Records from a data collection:
● ● ● ● ●
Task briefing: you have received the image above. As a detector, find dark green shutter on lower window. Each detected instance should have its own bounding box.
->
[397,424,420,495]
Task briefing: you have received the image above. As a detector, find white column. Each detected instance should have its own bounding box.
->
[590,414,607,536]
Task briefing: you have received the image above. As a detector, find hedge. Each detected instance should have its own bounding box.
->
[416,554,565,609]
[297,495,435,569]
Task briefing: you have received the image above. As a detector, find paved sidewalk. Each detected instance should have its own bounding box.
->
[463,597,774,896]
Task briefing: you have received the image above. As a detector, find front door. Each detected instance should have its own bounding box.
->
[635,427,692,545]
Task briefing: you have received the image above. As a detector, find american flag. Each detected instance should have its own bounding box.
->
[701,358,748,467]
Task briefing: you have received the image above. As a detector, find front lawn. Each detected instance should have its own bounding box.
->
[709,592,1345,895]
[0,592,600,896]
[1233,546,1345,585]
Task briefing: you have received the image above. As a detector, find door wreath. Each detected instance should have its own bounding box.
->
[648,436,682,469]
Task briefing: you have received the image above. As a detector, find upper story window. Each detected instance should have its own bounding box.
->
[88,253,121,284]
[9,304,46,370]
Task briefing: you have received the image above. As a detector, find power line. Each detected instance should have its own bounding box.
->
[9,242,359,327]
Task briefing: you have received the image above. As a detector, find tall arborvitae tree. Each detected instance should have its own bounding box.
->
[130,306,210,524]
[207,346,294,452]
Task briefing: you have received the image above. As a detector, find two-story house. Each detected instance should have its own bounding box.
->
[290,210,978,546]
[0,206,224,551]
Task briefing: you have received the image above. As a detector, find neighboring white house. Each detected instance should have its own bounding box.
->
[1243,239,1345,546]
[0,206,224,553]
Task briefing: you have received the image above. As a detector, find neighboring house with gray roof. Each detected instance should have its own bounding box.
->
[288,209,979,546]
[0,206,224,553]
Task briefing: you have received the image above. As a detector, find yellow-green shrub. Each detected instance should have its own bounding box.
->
● ● ● ● ●
§ **What you need to do**:
Copy the data above word for word, from the line containing "detector, find paved" through the line containing "[635,427,692,545]", including both of those lines.

§ **Expected answer**:
Task briefing: you have received the image above. As a detector, find paved sidewalk. Each detected instance should have its own bounding box.
->
[463,597,774,896]
Task briefing: you have received the image above. As a detector, find front door. Each detected instance should have its own bounding box.
->
[635,427,692,545]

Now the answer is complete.